→ **What this task involves**:
Shift each point coordinate by +94 in the lines below, starting at the line containing "pine tree, written as integer pixel values." and ending at the final line. Reproduce only those lines, keeping the text of every line without coordinates unchanged.
-*-*-
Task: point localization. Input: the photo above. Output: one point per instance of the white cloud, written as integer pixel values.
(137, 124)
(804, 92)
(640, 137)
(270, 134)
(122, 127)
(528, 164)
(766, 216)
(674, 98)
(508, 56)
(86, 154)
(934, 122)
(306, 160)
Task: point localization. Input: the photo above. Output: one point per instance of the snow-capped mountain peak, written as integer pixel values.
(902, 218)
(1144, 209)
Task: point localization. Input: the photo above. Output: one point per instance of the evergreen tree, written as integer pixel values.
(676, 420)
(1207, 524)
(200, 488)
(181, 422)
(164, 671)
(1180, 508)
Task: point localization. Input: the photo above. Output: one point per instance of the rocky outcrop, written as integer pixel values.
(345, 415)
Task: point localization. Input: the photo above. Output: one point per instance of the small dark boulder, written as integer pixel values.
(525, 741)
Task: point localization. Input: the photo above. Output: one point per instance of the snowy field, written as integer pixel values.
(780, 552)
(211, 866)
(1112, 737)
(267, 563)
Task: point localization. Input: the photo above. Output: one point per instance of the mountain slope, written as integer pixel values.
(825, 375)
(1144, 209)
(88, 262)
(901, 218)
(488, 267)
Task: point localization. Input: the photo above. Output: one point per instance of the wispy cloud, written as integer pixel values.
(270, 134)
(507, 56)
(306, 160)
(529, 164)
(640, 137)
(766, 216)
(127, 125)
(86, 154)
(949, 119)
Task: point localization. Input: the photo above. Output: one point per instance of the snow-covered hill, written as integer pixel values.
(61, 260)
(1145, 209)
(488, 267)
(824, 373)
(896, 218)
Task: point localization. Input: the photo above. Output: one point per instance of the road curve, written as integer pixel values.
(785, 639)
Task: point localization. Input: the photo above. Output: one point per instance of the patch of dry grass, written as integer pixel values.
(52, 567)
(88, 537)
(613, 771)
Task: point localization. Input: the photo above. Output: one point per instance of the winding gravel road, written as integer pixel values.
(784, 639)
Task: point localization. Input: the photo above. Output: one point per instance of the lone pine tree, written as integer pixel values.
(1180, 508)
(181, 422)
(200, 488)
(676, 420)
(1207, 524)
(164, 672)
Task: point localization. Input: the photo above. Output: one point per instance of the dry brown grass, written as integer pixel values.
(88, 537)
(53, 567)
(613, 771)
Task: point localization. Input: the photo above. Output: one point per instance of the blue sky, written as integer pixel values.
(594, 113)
-*-*-
→ **Answer in full**:
Task: point localization. Input: the photo above. Output: one point per instance of the lone pine tree, written as integer pixel values.
(1274, 602)
(275, 516)
(294, 582)
(770, 514)
(1301, 618)
(258, 766)
Task: point localization. Input: the photo above. Output: one point per instance of the dry brown grass, written as integer pixel values.
(182, 631)
(147, 661)
(707, 865)
Task: point localization. Input: the photo above. Output: one point per instance of the blue sky, written as integer pixel values.
(688, 207)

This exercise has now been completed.